* Testo fornito
-*-

La vicenda - La banca dopo aver revocato l'apertura di credito alla società, ed intimato il pagamento del «saldo debitore», aveva inviato la segnalazione. Secondo il ricorrente però, diversamente da quanto ritenuto dalla Corte d'Appello, non sono situazioni «sostanzialmente equiparabili» allo stato di insolvenza quelle in cui si ravvisa «una sensibile difficoltà nella gestione e nel controllo dell'equilibrio economico-finanziario del soggetto che fanno temere la possibilità, anche non immediata, di un futuro dissesto». Non essendovi alcuna certezza di un inadempimento definitivo.
Il sistema - La Suprema corte ricorda che il servizio di segnalazione rischi costruisce uno strumento di valutazione del merito creditizio da parte degli intermediari, e dunque per essere efficacie deve arrivare prima dell'insolvenza vera e propria. Mentre «se il debito potesse essere legittimamente appostato a sofferenza soltanto quando il cliente versa in stato di decozione, verrebbe meno la stessa utilità della segnalazione». Il servizio è regolato dalle istruzioni di Bankitalia, circolare 139/91, secondo cui «ciascuna banca, qualora l'esposizione del cliente raggiunga o superi i limiti previsti da una delle categorie di rischio censite, è tenuta ad informare la Banca d'Italia» che poi trasferisce l'informazione all'intero ceto bancario.

-*-

* Elenco dati

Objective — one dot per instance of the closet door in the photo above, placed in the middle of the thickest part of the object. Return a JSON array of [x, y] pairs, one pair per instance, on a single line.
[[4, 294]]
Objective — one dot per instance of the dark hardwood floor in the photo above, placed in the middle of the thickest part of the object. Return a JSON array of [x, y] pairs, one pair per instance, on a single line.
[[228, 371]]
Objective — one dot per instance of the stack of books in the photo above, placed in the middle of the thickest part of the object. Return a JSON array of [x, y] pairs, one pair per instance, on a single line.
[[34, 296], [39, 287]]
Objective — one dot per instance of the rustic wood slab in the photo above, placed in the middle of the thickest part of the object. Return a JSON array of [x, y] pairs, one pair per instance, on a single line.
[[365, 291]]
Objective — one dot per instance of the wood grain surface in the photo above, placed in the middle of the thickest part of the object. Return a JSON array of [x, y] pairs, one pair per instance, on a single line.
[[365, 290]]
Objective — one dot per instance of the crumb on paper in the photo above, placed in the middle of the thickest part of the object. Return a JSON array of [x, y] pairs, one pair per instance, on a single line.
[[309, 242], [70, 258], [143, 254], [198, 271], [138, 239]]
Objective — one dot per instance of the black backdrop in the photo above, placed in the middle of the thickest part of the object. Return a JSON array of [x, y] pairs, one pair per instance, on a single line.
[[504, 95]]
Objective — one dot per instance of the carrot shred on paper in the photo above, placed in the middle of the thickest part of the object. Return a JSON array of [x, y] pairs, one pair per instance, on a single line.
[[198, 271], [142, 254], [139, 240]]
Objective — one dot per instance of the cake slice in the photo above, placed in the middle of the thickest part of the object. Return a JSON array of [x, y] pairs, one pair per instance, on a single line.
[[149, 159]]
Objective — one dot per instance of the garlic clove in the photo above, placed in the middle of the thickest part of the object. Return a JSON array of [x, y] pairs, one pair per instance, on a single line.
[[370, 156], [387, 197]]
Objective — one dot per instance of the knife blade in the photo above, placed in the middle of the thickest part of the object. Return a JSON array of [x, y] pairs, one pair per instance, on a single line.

-*-

* Compiti ed esercizi
- A) Nel testo sulla segnalazione dei rischi bancari, quale circolare della Banca d'Italia regola il servizio?
- B) Continua il testo sulla segnalazione dei rischi bancari, partendo subito dopo la sua ultima frase.

* Risultati dei compiti
- A) La circolare 139/91.

- B)
La nozione di sofferenza - E, spiega la Corte, alla categoria della "sofferenza" «va ricondotta l'intera esposizione per cassa nei confronti di soggetti in stato di insolvenza, anche non accertato giudizialmente, o in situazioni sostanzialmente equiparabili, indipendentemente dalle eventuali previsioni di perdita formulate dalle aziende». Un giudizio che implica «una valutazione della complessiva situazione finanziaria del cliente e non può scaturire automaticamente da un mero ritardo di quest'ultimo nel pagamento del debito». Dunque, non vi può rientrare una situazione di «illiquidità contingente» ma non è richiesta neppure una previsione di «perdita su crediti», per cui l'alert è legittimo anche «qualora il patrimonio del debitore consenta ancora, allo stato e nel contesto della sua negatività, margini di rientro».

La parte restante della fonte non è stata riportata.